Excerpts from point annotation data
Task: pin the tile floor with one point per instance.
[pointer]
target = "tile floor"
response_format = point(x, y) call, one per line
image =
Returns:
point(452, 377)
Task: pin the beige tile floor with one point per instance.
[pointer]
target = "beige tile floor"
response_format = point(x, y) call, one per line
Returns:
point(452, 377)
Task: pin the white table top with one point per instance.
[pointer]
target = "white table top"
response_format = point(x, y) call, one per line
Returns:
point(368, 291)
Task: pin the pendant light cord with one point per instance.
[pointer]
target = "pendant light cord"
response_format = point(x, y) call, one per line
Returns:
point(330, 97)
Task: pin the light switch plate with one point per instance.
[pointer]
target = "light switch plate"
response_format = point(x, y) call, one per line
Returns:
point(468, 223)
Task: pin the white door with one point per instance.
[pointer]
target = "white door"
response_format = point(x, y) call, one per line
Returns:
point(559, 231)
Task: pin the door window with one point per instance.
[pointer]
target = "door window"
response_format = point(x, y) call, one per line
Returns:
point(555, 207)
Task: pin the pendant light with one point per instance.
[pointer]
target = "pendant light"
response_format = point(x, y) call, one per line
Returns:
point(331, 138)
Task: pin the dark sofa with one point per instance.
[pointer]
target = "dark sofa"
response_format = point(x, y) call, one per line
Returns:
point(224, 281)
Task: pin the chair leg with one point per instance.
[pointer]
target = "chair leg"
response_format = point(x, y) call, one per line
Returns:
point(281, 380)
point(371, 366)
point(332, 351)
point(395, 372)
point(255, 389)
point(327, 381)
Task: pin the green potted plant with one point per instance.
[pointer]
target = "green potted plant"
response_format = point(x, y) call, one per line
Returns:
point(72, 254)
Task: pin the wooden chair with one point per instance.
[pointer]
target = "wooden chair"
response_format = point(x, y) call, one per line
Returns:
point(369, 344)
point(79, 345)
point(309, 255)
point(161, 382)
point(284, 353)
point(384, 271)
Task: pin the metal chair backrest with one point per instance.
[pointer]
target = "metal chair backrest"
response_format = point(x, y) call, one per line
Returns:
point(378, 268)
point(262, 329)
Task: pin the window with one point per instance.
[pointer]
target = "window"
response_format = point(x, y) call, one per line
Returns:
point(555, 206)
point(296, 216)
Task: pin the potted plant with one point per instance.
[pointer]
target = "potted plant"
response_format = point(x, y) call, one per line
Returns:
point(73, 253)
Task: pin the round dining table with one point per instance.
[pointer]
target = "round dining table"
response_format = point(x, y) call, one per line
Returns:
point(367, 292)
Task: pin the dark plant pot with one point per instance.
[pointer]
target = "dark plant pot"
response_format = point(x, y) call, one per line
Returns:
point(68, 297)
==
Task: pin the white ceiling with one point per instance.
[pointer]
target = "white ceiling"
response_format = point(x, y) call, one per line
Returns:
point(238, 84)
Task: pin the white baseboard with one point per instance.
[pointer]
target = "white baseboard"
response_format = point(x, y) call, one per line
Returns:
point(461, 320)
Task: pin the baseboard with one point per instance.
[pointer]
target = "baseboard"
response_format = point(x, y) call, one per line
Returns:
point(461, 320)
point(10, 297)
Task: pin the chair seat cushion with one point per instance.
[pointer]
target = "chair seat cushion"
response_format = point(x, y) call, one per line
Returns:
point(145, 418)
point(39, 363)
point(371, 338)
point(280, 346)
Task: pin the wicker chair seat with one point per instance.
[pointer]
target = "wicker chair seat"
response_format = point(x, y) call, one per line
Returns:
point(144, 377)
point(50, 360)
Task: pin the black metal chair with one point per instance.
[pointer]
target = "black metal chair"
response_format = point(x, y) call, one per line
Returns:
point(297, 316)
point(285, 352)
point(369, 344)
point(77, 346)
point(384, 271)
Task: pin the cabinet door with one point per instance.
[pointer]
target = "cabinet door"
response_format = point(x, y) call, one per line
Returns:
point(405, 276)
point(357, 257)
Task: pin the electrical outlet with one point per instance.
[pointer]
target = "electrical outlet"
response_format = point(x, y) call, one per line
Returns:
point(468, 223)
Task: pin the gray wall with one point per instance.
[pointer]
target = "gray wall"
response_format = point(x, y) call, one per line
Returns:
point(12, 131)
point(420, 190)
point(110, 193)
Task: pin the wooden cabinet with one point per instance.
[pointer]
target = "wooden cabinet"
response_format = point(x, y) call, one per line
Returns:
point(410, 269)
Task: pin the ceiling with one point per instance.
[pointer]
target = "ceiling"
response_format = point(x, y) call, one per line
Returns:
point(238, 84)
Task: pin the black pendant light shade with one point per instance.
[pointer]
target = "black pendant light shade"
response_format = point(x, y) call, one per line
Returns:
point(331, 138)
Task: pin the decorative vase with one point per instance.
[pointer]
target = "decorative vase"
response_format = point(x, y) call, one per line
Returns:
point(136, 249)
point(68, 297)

**WRITTEN REQUEST**
Rescale the data starting at the line that contains "Task: pin the baseboard" and ending at the line that contains "point(357, 257)": write out every line in that span again, multiplying each x and y coordinate in the returned points by 1.1 and rounding to whole numbers (halves round up). Leave everything else unchanged.

**FINAL ANSWER**
Task: pin the baseboard with one point per instance.
[pointer]
target = "baseboard"
response_format = point(x, y) call, one per line
Returns:
point(507, 352)
point(11, 327)
Task: pin the chair seat cushion with one point per instance.
[pointer]
target = "chair seat cushion"
response_format = point(x, y) call, one per line
Returns:
point(160, 460)
point(43, 399)
point(408, 372)
point(308, 381)
Task: pin the wicker chair seat with one point per instance.
[pointer]
target = "wicker chair seat"
response_format = point(x, y) call, one per line
Returns:
point(158, 415)
point(55, 396)
Task: pin the black metal chair with one point per instance.
[pointer]
target = "black metal chair"
response_format = point(x, y) call, one per line
Returns:
point(327, 348)
point(314, 387)
point(406, 378)
point(85, 381)
point(422, 298)
Task: pin the cabinet door with one point per instance.
[pointer]
target = "cabinet door"
response_format = point(x, y) call, one per line
Returns:
point(446, 304)
point(393, 283)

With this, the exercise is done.